(Data extracted from a collection)
━━━━━━━━━━━━━━━━━━━━

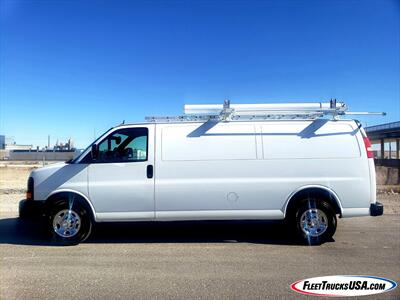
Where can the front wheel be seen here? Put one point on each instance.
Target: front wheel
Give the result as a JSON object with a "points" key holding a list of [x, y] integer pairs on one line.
{"points": [[69, 225], [315, 221]]}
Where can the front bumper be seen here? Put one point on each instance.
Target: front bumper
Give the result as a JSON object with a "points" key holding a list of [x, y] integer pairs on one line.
{"points": [[376, 209], [31, 209]]}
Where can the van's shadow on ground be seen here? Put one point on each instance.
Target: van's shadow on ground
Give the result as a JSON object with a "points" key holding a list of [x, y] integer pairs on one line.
{"points": [[29, 232]]}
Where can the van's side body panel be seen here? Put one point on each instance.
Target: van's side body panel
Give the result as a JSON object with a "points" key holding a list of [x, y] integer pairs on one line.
{"points": [[225, 171]]}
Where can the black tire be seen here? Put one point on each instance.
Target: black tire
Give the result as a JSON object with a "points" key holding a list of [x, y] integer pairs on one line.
{"points": [[61, 209], [302, 221]]}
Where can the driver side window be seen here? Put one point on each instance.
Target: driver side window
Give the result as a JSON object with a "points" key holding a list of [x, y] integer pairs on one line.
{"points": [[124, 145]]}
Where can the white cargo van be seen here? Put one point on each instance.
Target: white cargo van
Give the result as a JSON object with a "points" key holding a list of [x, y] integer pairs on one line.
{"points": [[266, 162]]}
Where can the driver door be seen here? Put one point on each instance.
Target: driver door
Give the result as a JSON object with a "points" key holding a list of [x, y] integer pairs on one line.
{"points": [[120, 179]]}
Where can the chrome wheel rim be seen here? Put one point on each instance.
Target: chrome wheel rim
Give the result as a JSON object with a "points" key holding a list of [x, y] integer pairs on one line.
{"points": [[313, 222], [66, 223]]}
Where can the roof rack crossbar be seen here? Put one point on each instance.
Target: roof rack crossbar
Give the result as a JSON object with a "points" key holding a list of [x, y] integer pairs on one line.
{"points": [[247, 112]]}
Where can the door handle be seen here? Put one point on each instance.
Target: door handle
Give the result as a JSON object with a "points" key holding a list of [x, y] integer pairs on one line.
{"points": [[149, 171]]}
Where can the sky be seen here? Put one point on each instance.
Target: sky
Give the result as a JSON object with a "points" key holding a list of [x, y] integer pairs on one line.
{"points": [[76, 68]]}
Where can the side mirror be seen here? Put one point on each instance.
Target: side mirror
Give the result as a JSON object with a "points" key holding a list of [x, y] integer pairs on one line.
{"points": [[95, 151]]}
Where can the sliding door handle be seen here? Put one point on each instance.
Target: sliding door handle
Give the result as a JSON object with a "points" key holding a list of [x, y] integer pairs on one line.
{"points": [[149, 171]]}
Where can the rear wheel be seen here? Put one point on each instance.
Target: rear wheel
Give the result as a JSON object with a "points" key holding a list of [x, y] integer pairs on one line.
{"points": [[69, 224], [314, 221]]}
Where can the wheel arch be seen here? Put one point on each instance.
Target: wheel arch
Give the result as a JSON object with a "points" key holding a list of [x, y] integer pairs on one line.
{"points": [[316, 191], [66, 193]]}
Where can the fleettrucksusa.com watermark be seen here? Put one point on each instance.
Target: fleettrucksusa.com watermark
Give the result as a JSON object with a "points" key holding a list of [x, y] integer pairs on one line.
{"points": [[343, 285]]}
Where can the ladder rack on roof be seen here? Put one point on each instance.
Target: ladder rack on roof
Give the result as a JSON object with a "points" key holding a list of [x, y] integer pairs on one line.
{"points": [[258, 112]]}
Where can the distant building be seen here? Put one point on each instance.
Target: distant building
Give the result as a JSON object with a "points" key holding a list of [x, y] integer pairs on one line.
{"points": [[18, 147]]}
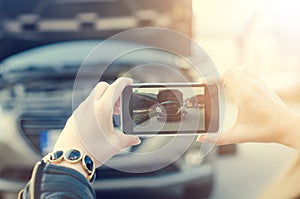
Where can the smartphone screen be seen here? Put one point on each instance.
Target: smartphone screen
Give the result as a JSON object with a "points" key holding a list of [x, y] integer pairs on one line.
{"points": [[170, 109]]}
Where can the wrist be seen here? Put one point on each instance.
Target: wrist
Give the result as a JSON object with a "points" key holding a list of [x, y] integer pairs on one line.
{"points": [[74, 159], [290, 133]]}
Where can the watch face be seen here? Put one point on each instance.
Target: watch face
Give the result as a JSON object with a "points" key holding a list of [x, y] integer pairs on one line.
{"points": [[57, 156], [73, 155], [88, 164]]}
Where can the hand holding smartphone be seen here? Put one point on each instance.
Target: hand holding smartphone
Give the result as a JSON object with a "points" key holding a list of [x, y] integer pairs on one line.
{"points": [[169, 109]]}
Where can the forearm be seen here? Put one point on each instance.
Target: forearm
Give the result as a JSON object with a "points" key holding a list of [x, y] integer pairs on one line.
{"points": [[291, 131]]}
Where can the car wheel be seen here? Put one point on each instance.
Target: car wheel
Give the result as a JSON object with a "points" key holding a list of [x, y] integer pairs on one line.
{"points": [[199, 191]]}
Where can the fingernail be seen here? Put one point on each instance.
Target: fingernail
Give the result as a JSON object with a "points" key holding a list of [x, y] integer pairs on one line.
{"points": [[201, 138], [137, 141]]}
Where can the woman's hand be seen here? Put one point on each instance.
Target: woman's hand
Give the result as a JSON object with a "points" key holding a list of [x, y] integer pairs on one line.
{"points": [[262, 116], [90, 127]]}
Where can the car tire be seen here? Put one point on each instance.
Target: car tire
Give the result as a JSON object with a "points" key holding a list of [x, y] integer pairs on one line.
{"points": [[198, 191]]}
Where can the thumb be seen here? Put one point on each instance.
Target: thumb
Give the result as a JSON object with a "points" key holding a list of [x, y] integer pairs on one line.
{"points": [[127, 140], [232, 136]]}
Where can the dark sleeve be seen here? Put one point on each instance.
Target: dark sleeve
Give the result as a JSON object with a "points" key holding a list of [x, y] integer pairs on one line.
{"points": [[53, 181]]}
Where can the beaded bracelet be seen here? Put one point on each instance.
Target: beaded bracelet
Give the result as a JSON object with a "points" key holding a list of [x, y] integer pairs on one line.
{"points": [[74, 156]]}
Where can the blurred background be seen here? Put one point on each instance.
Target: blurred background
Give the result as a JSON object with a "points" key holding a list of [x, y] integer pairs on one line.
{"points": [[263, 35]]}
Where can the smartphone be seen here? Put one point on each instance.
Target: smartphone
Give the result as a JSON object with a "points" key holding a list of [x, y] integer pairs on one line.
{"points": [[170, 108]]}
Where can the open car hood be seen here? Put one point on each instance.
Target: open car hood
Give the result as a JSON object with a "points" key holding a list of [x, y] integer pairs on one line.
{"points": [[32, 23]]}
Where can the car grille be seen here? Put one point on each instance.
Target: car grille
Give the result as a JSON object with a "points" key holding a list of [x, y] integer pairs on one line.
{"points": [[35, 127]]}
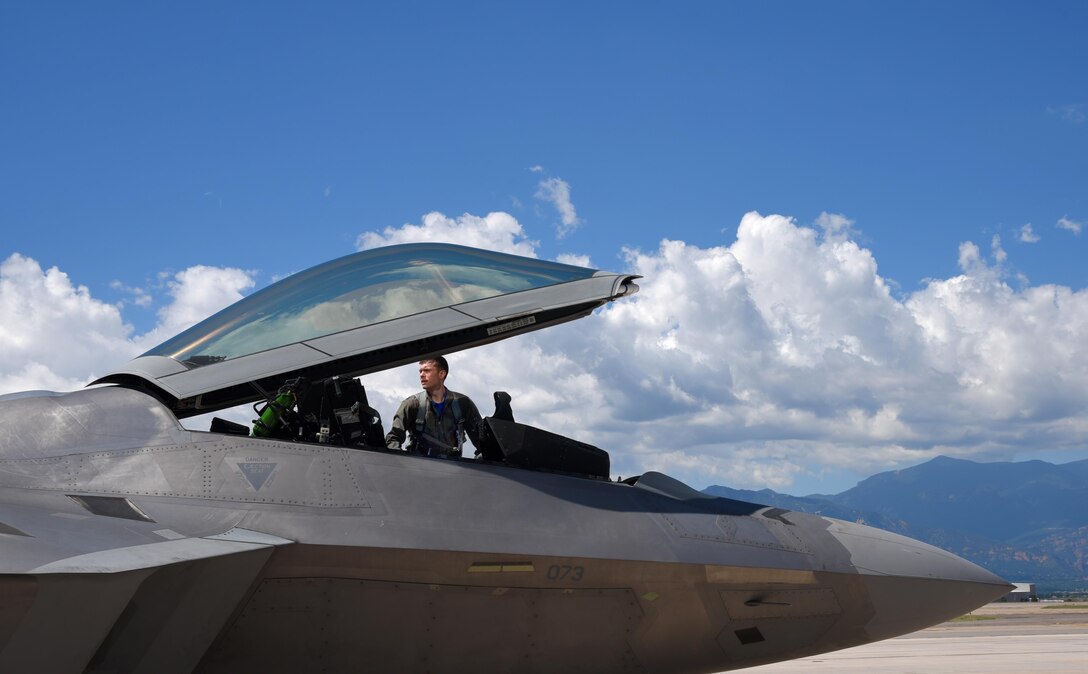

━━━━━━━━━━━━━━━━━━━━

* [EXERCISE]:
From the entries, find how many lines contain "watermark" and give the number alone.

* [RESPONSE FOR THIS EXERCISE]:
2